Print the complete set of entries exactly.

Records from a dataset

[START]

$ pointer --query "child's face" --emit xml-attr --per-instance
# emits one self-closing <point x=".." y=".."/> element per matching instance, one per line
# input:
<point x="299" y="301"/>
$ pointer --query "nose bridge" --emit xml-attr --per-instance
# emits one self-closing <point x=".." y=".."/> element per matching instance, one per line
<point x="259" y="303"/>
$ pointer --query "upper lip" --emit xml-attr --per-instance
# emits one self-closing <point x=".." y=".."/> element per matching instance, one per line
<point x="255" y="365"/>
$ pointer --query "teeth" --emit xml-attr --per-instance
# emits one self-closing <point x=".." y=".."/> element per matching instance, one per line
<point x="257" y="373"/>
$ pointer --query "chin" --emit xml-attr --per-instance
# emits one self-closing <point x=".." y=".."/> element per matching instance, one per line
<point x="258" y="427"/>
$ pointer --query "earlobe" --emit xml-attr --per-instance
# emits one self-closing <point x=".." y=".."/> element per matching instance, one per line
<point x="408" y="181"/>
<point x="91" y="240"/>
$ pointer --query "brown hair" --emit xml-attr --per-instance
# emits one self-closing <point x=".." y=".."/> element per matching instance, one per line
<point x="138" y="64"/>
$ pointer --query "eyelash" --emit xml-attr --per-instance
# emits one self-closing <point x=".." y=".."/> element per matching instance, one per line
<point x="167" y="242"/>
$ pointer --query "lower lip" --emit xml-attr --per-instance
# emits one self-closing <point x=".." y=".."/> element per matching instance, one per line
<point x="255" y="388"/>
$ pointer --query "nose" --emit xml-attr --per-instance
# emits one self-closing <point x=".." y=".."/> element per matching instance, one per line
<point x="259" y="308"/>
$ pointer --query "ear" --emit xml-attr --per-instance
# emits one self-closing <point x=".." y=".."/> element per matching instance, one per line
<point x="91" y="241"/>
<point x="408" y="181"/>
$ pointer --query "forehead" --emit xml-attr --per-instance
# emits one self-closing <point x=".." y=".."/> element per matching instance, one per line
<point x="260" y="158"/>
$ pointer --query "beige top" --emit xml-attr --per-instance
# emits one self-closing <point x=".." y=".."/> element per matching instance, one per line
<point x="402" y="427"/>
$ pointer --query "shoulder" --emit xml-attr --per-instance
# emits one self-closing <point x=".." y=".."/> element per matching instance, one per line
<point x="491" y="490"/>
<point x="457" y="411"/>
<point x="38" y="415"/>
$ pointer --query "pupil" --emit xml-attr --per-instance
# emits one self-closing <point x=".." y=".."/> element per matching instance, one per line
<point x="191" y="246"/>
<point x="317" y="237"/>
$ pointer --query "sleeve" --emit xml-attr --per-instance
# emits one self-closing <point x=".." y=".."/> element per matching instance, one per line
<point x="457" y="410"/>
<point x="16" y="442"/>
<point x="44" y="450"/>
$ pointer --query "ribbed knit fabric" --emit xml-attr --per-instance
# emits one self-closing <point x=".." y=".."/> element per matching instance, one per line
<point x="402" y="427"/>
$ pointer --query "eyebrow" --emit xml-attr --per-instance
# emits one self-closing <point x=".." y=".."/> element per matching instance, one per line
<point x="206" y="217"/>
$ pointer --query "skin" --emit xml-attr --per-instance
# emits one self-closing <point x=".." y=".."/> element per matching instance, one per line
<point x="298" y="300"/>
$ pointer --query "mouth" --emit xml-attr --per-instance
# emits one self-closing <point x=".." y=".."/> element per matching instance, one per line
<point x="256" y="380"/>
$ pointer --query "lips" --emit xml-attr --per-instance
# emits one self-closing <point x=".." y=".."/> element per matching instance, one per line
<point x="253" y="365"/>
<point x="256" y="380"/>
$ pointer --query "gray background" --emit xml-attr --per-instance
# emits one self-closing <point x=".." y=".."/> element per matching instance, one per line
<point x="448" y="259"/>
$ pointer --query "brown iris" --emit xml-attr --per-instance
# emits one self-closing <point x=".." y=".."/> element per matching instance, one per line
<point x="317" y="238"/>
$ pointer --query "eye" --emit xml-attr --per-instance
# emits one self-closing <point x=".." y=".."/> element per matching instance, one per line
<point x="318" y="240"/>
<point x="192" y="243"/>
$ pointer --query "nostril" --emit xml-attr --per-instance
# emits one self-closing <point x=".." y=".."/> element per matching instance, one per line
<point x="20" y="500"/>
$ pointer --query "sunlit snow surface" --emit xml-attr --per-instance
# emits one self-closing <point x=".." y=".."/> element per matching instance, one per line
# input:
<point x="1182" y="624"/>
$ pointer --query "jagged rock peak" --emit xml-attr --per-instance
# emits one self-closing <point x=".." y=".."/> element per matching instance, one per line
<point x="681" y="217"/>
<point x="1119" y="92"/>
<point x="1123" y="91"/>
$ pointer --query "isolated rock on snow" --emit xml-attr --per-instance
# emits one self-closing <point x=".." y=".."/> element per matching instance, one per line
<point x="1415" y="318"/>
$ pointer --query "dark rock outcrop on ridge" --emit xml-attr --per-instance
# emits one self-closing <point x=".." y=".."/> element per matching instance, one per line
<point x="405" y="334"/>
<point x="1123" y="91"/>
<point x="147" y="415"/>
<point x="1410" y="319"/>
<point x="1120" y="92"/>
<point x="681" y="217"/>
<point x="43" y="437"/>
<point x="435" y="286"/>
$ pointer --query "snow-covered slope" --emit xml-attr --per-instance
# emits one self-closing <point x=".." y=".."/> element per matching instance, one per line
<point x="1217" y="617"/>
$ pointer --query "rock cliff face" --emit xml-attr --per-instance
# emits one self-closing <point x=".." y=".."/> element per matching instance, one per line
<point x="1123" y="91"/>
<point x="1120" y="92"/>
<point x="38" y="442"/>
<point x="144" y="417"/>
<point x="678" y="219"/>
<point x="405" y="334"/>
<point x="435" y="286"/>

[END]

Response to the task:
$ pointer --query "child's face" --emit xml-attr --per-instance
# emits one self-closing <point x=".." y=".."/> element per matching instance, one per line
# input:
<point x="299" y="301"/>
$ pointer --query "nose bridge" --emit xml-attr --per-instance
# emits one self-closing <point x=".." y=".."/> element per matching instance, one per line
<point x="259" y="303"/>
$ pointer --query "upper lip" --emit xml-attr --per-instance
# emits one self-closing <point x=".." y=".."/> element per matching instance, one per line
<point x="255" y="365"/>
$ pointer --query "teeth" --emit xml-attr --per-instance
# emits one self-closing <point x=".." y=".."/> element per matching instance, one per line
<point x="257" y="373"/>
$ pointer --query "chin" --emit xml-attr --per-instance
# emits one self-closing <point x=".." y=".."/> element per matching instance, one per line
<point x="258" y="427"/>
$ pointer --query "earlobe" --emit xml-attr --per-instance
# emits one self-closing <point x=".." y=".."/> element per matching instance, one per line
<point x="408" y="181"/>
<point x="91" y="240"/>
$ pointer --query "brown hair" --emit xml-attr --per-instance
# emits one self-closing <point x=".." y=".."/> element per matching instance, one per line
<point x="138" y="64"/>
$ pointer --query "eyelash" --emit xml-attr --per-instance
# emits one self-closing <point x=".." y=".."/> element per matching instance, one per line
<point x="167" y="242"/>
$ pointer --query "lower lip" --emit xml-attr --per-instance
# emits one self-closing <point x=".." y=".."/> element per matching instance, one per line
<point x="255" y="388"/>
$ pointer --query "nose" --emit xml-attr --per-instance
# emits one self-closing <point x=".." y=".."/> element per matching instance, one per line
<point x="259" y="308"/>
$ pointer --query "ear" --emit xml-attr --per-instance
# emits one self-closing <point x=".." y=".."/> element per matching instance, one per line
<point x="91" y="241"/>
<point x="408" y="181"/>
$ pointer --query "forehead" --emit xml-attr --per-instance
# emits one self-closing <point x=".." y=".."/> element per matching instance, one per line
<point x="260" y="158"/>
$ pointer --query "beige top" --emit xml-attr --per-instance
# emits one self-closing <point x=".." y=".."/> element per matching instance, one per line
<point x="402" y="427"/>
$ pointer --query "shoulder" --emit xml-attr --per-instance
# emits one self-closing <point x=".." y=".."/> element per matching instance, one per line
<point x="491" y="490"/>
<point x="457" y="411"/>
<point x="38" y="415"/>
$ pointer --query "pupil" --emit xml-attr --per-instance
# emits one self-closing <point x=".." y=".."/> element per matching instance, one per line
<point x="191" y="246"/>
<point x="317" y="237"/>
$ pointer --query "sleeve" --emit xml-attr --per-instance
# emits one self-closing <point x=".." y=".."/> element per matching instance, one per line
<point x="457" y="410"/>
<point x="16" y="442"/>
<point x="44" y="450"/>
$ pointer --query "ribbed knit fabric" --emit xml-attr --per-instance
# emits one self-closing <point x=".." y=".."/> element per matching instance, one per line
<point x="402" y="427"/>
$ pointer --query "eyebrow" --emit xml-attr --per-instance
# emits one self-closing <point x=".." y=".."/> element per matching instance, one per line
<point x="206" y="217"/>
$ pointer --query "skin" --emit xml-attr --per-instance
# emits one self-closing <point x=".." y=".."/> element per matching instance, one per line
<point x="298" y="300"/>
$ pointer --query "mouth" --emit xml-attr --per-instance
# emits one self-closing <point x=".." y=".."/> element per matching instance, one per line
<point x="256" y="380"/>
$ pointer --query "lips" --emit xml-attr --per-instance
# emits one self-closing <point x=".." y=".."/> element per matching instance, one per line
<point x="253" y="365"/>
<point x="256" y="380"/>
$ pointer --query "gray background" --emit xml-attr --per-instance
# emits one self-closing <point x=".." y=".."/> element per matching instance, one per line
<point x="448" y="259"/>
$ pointer --query "brown iris" --emit xml-attr --per-instance
# emits one self-closing <point x=".." y=".."/> element per matching instance, one per line
<point x="317" y="238"/>
$ pointer --query "eye" --emit xml-attr --per-instance
# emits one self-closing <point x=".." y=".."/> element per matching instance, one per line
<point x="318" y="240"/>
<point x="192" y="243"/>
$ pointer --query "nostril" --emit xml-attr --per-instance
# emits one self-closing <point x=".." y=".."/> element per matching instance, one per line
<point x="20" y="500"/>
$ pointer --query "sunlit snow surface" --emit xml-attr --per-instance
# emits one self-closing <point x=".." y=".."/> element per matching instance, one per line
# input:
<point x="1182" y="624"/>
$ pointer --query "jagged rock peak" --emit xml-attr --per-instance
# emits one self-closing <point x=".." y=".."/> element per matching instance, one per line
<point x="681" y="217"/>
<point x="1119" y="92"/>
<point x="1123" y="91"/>
$ pointer --query "isolated rock on snow" --emit xml-attr --per-instance
# emits one self-closing <point x=".." y=".."/> element per matching instance, one per line
<point x="1415" y="318"/>
$ pointer --query "dark rock outcrop on ridge" --emit xml-attr --per-instance
# emits one self-closing <point x=".." y=".."/> element per matching instance, one per line
<point x="405" y="334"/>
<point x="1123" y="91"/>
<point x="147" y="415"/>
<point x="1410" y="319"/>
<point x="1120" y="92"/>
<point x="681" y="217"/>
<point x="43" y="437"/>
<point x="435" y="286"/>
$ pointer --query "snow-covered slope" --emit xml-attr --per-instance
# emits one self-closing <point x=".." y=".."/> element per matching instance, one per line
<point x="1217" y="617"/>
$ pointer --query "rock cliff face" --emit xml-attr --per-instance
# emits one self-closing <point x=".." y=".."/> element per matching instance, one per line
<point x="1123" y="91"/>
<point x="1120" y="92"/>
<point x="38" y="442"/>
<point x="144" y="417"/>
<point x="678" y="219"/>
<point x="405" y="334"/>
<point x="435" y="286"/>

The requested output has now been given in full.